Look below for the line with "Locate each instance of the motorcycle rear", and from there restate every line word for word until the entries end.

--- BEGIN INFORMATION GIVEN ---

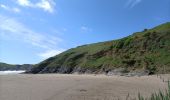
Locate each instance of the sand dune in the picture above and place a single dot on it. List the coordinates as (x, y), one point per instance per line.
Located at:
(76, 87)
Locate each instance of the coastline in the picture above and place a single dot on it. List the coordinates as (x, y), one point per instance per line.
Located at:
(77, 86)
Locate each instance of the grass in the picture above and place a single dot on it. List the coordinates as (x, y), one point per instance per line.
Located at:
(158, 96)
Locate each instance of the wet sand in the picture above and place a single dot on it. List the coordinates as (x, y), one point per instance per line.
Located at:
(77, 87)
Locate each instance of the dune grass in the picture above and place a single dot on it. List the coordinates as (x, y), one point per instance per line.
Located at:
(158, 96)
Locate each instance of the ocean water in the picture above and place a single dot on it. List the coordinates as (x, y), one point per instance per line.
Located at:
(11, 72)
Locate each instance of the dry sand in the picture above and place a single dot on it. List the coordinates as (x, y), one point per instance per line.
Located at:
(76, 87)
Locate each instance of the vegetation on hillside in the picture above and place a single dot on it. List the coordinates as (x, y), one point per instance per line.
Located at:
(147, 51)
(4, 66)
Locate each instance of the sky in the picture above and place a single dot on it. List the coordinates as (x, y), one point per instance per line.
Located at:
(34, 30)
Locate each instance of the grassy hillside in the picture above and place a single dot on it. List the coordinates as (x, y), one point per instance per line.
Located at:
(146, 51)
(4, 66)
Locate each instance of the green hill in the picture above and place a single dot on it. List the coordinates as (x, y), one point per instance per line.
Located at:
(147, 51)
(4, 66)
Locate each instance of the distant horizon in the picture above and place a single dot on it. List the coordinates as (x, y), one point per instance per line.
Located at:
(32, 31)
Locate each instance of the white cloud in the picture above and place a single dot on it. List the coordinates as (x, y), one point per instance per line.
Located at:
(24, 2)
(3, 6)
(13, 29)
(46, 5)
(17, 10)
(50, 53)
(85, 29)
(132, 3)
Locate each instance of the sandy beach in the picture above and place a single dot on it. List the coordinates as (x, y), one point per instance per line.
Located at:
(77, 87)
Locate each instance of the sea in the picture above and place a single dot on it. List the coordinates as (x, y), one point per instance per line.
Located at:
(8, 72)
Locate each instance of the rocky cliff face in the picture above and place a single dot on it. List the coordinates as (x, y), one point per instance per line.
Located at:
(142, 52)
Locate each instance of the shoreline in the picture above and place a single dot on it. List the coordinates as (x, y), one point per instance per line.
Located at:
(77, 86)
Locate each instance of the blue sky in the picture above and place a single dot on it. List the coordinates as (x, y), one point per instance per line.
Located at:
(33, 30)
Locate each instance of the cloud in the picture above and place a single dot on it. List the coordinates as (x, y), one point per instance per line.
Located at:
(50, 53)
(13, 29)
(46, 5)
(85, 29)
(132, 3)
(24, 2)
(17, 10)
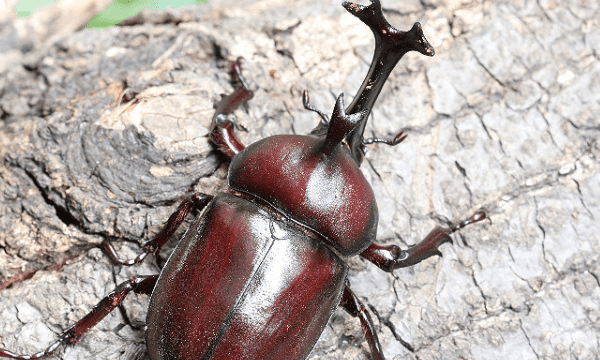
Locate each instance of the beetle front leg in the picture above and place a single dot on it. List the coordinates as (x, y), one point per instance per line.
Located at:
(352, 304)
(137, 284)
(392, 257)
(221, 132)
(197, 201)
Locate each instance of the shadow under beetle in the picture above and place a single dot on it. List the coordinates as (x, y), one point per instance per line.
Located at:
(263, 268)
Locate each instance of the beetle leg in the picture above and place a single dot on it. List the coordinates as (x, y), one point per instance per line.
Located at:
(137, 284)
(198, 201)
(352, 304)
(392, 257)
(395, 141)
(221, 132)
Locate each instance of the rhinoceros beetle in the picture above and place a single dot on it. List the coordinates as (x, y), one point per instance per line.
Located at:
(262, 269)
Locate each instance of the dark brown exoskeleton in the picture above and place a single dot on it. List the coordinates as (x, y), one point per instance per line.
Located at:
(262, 269)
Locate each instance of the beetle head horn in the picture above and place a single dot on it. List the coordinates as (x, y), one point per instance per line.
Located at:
(341, 124)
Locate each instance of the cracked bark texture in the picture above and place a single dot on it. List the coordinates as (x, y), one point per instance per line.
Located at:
(503, 117)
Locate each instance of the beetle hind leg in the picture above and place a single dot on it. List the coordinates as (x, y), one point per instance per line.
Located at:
(137, 284)
(393, 142)
(352, 304)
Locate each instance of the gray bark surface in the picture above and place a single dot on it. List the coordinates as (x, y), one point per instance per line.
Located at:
(504, 117)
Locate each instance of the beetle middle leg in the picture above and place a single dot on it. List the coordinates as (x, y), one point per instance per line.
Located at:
(197, 201)
(389, 258)
(138, 284)
(352, 304)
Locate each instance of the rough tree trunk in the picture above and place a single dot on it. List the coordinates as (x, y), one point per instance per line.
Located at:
(504, 117)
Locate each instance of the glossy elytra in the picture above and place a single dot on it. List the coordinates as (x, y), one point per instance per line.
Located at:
(264, 265)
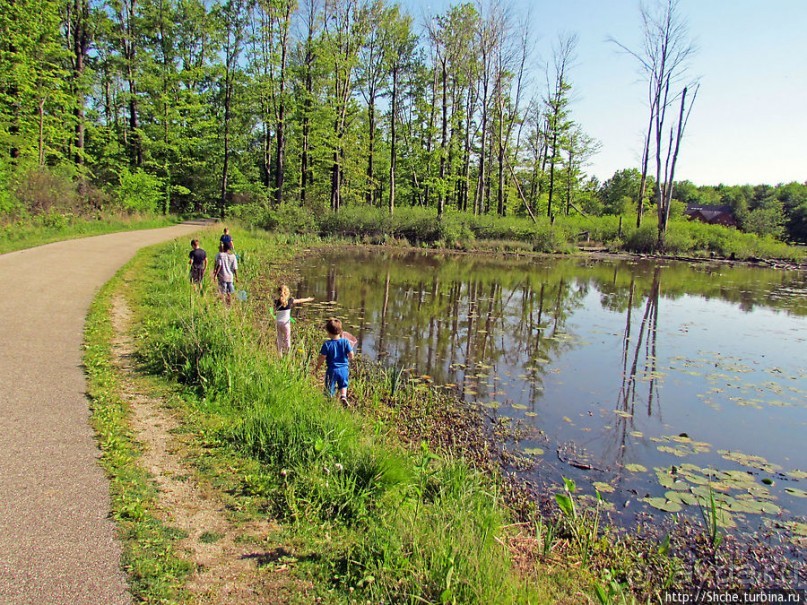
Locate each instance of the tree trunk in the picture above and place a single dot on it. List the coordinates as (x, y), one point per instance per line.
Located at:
(393, 140)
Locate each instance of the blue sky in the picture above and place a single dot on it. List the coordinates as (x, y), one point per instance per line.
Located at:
(749, 123)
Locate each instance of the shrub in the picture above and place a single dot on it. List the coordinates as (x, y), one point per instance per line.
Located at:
(643, 240)
(43, 190)
(140, 191)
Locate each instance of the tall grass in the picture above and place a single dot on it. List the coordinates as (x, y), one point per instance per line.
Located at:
(459, 230)
(415, 526)
(56, 226)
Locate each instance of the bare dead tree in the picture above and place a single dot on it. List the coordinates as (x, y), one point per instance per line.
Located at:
(663, 59)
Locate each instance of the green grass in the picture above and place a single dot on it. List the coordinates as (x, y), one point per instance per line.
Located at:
(50, 228)
(463, 231)
(389, 522)
(156, 573)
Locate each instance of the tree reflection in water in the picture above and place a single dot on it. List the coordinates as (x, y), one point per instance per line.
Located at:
(545, 339)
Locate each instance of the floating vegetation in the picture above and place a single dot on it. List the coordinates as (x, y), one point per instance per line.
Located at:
(636, 468)
(755, 462)
(681, 445)
(689, 485)
(663, 504)
(534, 451)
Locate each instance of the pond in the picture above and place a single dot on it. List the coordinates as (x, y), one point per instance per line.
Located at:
(653, 383)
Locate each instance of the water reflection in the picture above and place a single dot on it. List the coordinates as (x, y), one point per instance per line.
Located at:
(612, 360)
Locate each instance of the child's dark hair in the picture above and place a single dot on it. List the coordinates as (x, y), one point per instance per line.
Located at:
(333, 326)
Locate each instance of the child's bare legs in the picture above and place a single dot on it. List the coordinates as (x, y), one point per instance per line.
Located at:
(283, 337)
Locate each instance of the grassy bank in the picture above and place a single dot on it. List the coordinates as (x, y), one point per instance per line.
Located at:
(384, 518)
(419, 226)
(156, 572)
(48, 228)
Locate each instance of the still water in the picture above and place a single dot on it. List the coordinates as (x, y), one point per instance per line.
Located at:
(652, 383)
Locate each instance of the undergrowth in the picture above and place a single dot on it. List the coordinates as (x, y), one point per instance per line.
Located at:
(403, 524)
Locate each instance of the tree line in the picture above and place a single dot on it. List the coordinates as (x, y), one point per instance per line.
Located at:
(199, 105)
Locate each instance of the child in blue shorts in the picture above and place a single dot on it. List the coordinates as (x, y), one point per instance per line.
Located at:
(336, 352)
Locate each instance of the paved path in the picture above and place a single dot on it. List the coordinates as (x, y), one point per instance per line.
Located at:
(57, 543)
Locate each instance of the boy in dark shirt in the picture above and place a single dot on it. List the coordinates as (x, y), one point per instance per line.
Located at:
(337, 352)
(226, 239)
(197, 259)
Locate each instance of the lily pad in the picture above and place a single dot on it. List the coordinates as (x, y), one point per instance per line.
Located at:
(604, 488)
(755, 462)
(635, 468)
(663, 504)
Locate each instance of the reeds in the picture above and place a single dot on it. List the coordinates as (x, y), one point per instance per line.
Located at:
(414, 526)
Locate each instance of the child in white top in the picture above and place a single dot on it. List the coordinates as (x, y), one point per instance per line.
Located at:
(283, 305)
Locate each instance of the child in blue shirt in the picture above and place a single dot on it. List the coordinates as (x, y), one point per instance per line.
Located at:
(336, 352)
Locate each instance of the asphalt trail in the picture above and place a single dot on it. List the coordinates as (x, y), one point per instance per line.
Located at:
(57, 542)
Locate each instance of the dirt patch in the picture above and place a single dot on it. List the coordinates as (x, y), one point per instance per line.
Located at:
(228, 566)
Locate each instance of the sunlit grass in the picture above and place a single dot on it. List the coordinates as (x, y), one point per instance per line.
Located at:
(43, 230)
(412, 526)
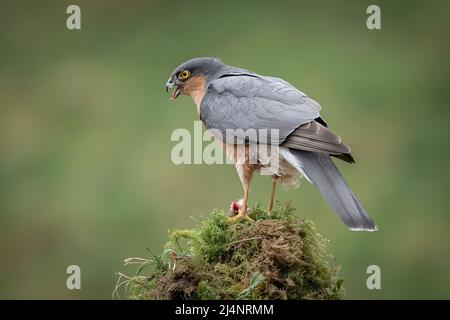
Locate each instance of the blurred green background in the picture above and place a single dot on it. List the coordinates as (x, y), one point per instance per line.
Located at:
(85, 125)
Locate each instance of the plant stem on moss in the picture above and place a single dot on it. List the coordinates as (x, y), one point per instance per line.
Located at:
(279, 256)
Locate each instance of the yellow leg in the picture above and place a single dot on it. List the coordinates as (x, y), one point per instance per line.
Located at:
(243, 214)
(272, 195)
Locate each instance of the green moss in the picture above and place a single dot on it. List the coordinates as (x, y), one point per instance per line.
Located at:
(279, 256)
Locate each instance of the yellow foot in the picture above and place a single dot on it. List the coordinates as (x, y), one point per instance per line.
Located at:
(240, 216)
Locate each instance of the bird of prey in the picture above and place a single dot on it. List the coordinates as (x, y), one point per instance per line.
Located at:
(231, 99)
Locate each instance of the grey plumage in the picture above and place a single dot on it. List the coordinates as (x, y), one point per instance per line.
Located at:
(252, 101)
(235, 98)
(320, 169)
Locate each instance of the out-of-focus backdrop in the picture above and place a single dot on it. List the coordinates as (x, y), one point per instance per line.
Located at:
(85, 124)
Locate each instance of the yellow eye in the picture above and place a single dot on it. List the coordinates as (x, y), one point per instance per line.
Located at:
(184, 74)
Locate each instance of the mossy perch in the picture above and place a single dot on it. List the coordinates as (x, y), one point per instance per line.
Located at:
(280, 256)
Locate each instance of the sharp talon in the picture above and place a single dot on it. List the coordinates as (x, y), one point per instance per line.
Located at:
(240, 216)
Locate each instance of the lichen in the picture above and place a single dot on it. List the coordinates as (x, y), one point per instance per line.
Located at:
(279, 256)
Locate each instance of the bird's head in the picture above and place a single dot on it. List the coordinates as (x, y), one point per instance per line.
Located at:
(194, 75)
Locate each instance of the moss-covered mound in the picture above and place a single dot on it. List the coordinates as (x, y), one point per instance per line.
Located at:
(280, 256)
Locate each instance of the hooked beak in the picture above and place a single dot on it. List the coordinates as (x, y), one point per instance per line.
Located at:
(170, 84)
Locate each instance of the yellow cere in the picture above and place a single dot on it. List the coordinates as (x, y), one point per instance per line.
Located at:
(185, 74)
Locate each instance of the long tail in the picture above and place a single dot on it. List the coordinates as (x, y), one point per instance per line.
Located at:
(323, 173)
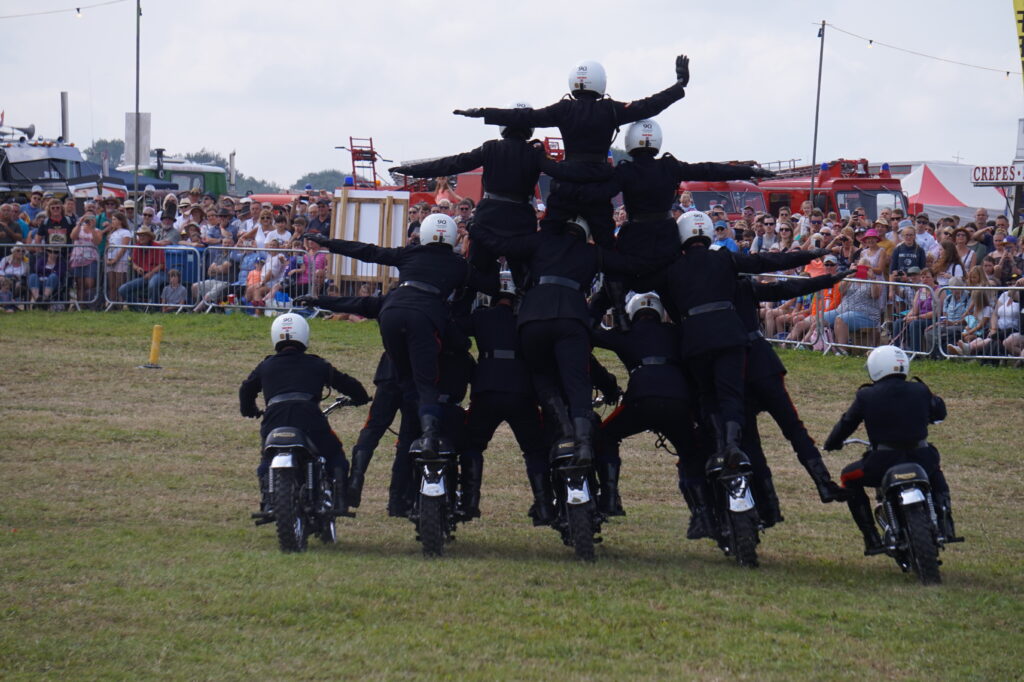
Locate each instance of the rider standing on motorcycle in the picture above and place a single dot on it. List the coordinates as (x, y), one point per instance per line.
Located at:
(588, 121)
(896, 414)
(292, 381)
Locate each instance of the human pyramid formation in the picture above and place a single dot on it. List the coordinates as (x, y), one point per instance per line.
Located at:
(699, 369)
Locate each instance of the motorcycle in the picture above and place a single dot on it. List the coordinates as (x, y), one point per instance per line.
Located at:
(300, 495)
(905, 512)
(577, 518)
(434, 507)
(738, 524)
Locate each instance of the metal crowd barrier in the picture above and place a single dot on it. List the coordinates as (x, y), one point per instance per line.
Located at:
(927, 334)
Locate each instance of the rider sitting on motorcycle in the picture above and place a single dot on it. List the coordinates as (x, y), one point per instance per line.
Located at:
(896, 414)
(292, 381)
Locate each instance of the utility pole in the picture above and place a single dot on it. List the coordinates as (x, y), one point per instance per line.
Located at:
(817, 109)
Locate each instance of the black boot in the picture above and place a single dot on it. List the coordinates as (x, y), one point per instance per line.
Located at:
(827, 489)
(944, 512)
(608, 502)
(701, 518)
(583, 427)
(543, 511)
(556, 412)
(340, 491)
(360, 461)
(265, 503)
(860, 509)
(426, 445)
(767, 501)
(470, 477)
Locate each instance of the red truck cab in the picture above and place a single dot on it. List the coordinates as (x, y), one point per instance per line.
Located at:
(841, 185)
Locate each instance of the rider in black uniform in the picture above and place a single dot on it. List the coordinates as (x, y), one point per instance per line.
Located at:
(588, 121)
(292, 381)
(896, 414)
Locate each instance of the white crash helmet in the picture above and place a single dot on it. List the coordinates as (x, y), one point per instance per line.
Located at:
(647, 301)
(695, 225)
(588, 75)
(290, 327)
(885, 360)
(581, 223)
(643, 134)
(518, 104)
(438, 228)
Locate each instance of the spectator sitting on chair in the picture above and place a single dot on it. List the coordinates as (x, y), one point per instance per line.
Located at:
(1005, 322)
(951, 324)
(174, 295)
(859, 308)
(147, 264)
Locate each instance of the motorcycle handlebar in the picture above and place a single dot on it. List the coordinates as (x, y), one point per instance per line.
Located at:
(340, 401)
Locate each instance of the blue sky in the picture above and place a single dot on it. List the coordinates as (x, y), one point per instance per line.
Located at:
(284, 83)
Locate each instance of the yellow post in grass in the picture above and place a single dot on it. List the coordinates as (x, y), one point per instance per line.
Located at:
(158, 335)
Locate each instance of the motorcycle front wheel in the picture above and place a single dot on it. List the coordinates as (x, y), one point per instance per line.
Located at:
(292, 533)
(743, 527)
(582, 530)
(922, 546)
(432, 524)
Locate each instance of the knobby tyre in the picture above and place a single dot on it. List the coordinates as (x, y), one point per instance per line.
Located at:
(432, 525)
(744, 538)
(291, 524)
(924, 551)
(582, 531)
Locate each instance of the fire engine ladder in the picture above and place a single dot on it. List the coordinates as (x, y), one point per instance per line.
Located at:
(364, 161)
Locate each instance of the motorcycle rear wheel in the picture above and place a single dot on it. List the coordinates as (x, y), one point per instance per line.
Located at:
(924, 551)
(292, 531)
(432, 525)
(744, 538)
(582, 530)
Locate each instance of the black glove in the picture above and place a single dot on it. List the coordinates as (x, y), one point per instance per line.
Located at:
(683, 70)
(323, 240)
(842, 274)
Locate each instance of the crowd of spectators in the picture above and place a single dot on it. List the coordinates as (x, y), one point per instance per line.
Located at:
(900, 292)
(58, 253)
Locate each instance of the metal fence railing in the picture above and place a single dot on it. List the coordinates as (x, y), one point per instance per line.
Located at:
(975, 323)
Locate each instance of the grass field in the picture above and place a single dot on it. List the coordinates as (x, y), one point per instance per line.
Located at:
(126, 551)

--- END INFORMATION GIVEN ---

# RESPONSE BELOW:
Locate each instance of the motorcycle rear wheel in the picture above and place a single dot on it. List the coordinates as (x, y), one point per instance per line.
Located at:
(924, 551)
(292, 531)
(432, 525)
(744, 538)
(582, 530)
Locate each instance of the black glove in the picture above and place a single dot on it. List the coordinates as (x, y), one point per instance per line.
Located at:
(683, 70)
(323, 240)
(842, 274)
Locate each instance of the crowd of spectators in the picture above and place a single dot on it. List the coordinates as (x, y), one point per instance per line.
Located at:
(900, 292)
(58, 253)
Locate each instance of the metal fence railing in the picture above and place a single dot on it. List the coordinates as (x, y), one point per instance per line.
Located at:
(975, 323)
Locate each instance of the grass field in the picture above and place a single dot on it. List the coordinates as (x, y), one point per instance per line.
Located at:
(126, 551)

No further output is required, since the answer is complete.